# [SOURCE PASSAGE]

People Stare Monsters in the Eye, Wherever It Is
Can you look this monster in the eyes? Turns out mere mortals gaze at non-human monsters in the eyes even if those peepers are located in bizarre places.
CREDIT: © Tom Foulsham
Using the fantasy game Dungeons & Dragons, scientists now find one way that people can treat monsters like people too, looking them in the eyes even when those eyes are not located in their heads.
These findings could help researchers better understand autism, where people often fail to meet the eyes of others.
Animals, including birds, dogs, goats, seals, dolphins, monkeys and humans, follow the gazes of where others look. This act of literally seeing others' point of view may have played a key part in the evolution of human socializing.
One question is whether or not people are biased to look at the eyes of others, or simply at the middle of faces where the eyes happen to be. Different brain areas are involved in looking at different parts of the body — the region known as the superior temporal sulcus is biased toward the eyes, while the nearby fusiform face area is fixated on the middle of peoples' faces.
Learning more about how people aim their gaze relative to that of other species could help to shed light on how these brain mechanisms evolved. It might also yield insights on what brain mechanisms might be compromised in disorders such as autism.
Into the eyes of a monster
To find out, researchers showed 22 university students images from Dungeons & Dragons depicting a range of characters: people; humanoid creatures with eyes in the middle of their faces, such as the game's dragonlike draconians and robotlike warforged; and monstrous creatures that either had eyes positioned outside their heads or lacked heads altogether, such as the amorphous gibbering mouther.
The investigators used cameras to track eye motions of the volunteers, who looked early and often at the eyes, even when it came to monsters.

# [PROMPT 1]
Answer these from the article on how people look at monsters:
(a) How many university students saw the images?
(b) Which brain region is biased toward the eyes?
(c) Which fantasy game supplied the images?
# [PROMPT 2]
Carry the article on how people look at monsters forward, starting after its last sentence.
You won't need the data after this article to do anything here.

# [RECORDED DATA]
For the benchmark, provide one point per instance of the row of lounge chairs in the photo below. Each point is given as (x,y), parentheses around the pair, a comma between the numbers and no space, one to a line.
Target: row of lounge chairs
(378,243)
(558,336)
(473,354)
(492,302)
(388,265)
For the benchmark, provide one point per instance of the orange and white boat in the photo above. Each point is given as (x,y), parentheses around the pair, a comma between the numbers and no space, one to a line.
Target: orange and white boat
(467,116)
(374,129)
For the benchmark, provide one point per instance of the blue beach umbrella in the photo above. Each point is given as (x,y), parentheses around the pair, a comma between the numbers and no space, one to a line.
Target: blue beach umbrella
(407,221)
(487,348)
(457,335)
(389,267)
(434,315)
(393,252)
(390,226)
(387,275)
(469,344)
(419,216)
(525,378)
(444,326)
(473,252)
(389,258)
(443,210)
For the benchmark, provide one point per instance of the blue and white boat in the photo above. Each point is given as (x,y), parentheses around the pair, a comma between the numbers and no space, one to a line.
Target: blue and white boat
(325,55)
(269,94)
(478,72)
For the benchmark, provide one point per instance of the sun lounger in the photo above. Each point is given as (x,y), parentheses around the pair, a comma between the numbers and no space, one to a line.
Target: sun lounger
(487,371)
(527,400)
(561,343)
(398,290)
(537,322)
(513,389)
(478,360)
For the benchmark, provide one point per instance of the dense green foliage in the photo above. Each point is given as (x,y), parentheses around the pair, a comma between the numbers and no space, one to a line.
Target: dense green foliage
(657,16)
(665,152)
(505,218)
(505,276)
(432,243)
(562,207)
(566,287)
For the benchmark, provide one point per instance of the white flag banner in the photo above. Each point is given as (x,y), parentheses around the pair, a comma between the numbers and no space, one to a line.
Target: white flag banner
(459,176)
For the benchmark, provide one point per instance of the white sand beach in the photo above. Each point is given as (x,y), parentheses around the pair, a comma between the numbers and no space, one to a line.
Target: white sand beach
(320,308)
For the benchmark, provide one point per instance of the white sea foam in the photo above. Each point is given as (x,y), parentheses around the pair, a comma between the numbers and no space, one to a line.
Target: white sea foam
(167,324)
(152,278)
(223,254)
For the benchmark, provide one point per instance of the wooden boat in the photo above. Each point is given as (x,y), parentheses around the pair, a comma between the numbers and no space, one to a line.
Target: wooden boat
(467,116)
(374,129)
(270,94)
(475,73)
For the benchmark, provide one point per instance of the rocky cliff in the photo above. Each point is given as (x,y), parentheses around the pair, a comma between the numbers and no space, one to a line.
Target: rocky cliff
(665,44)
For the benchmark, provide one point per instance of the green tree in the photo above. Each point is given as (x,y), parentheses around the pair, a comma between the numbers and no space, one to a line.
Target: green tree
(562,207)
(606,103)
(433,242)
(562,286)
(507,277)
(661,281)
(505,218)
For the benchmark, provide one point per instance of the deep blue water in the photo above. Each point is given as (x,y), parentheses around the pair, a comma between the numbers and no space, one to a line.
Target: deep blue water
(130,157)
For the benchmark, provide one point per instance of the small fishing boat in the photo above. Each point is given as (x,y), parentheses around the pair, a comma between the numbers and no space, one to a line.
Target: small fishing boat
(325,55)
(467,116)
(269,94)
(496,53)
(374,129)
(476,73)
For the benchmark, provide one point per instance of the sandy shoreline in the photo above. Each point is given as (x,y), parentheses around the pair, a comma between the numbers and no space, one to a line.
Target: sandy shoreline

# [EXERCISE OUTPUT 1]
(a) 22
(b) The superior temporal sulcus
(c) Dungeons & Dragons

# [EXERCISE OUTPUT 2]
"I thought that people might eventually look at the eyes of monsters, but really doubted they'd look at them quickly," said researcher Alan Kingstone at the University of British Columbia in Vancouver. "I was truly shocked that people target the eyes about as quickly and as much as human eyes despite the fact that human eyes have the benefit of being located in a reliable position — that is, middle of the head in the front of the face." [Tales of Our 10 Favorite Monsters]
These findings suggest that people normally target the eyes, and not the middle of the head.
"I think that we should test people with autism, or students who vary on the autism quotient scale — more or less autism-like traits — to see if monster eyes are looked at less frequently and/or later when one is a person with autism and/or has autistic traits," Kingstone told LiveScience. "The prediction is that they should, and so as silly as it sounds, using monster stimuli might help to screen for autism. When it comes to human faces, people who are autistic often look typical on lab experiments because they may have been taught to look at the center of the head to target the eyes."
Game designer reacts
Dungeons & Dragons designer Bruce Cordell said these findings "resonate with me. The most effective visuals, speaking as a fantasy designer and also as someone who enjoys a good supernatural thriller, is when something I don't expect to be alive suddenly opens its eyes. Whether those eyes are regular-sized, or the size of manhole covers, their sudden opening incites a startling transformation, because my brain suddenly bestows the quality of purpose to what it thought was inert,” Cordell said.
"On the monster-design and monster art side of the question, I think these findings clearly indicate that the most effective monsters, or at least those monsters designed to portray purpose and intent, are ones with discernible eyes," Cordell sadded. "Personally, I'll stay clear of designing eyeless sludges in the future. However, if I must design a sludge, goo, or other wholly non-anthropomorphic creature, I'll throw in eyes, too."
Incidentally, Julian Levy, Kingstone's son, was 12 years old when he proposed the study and collected the data. He is now 14.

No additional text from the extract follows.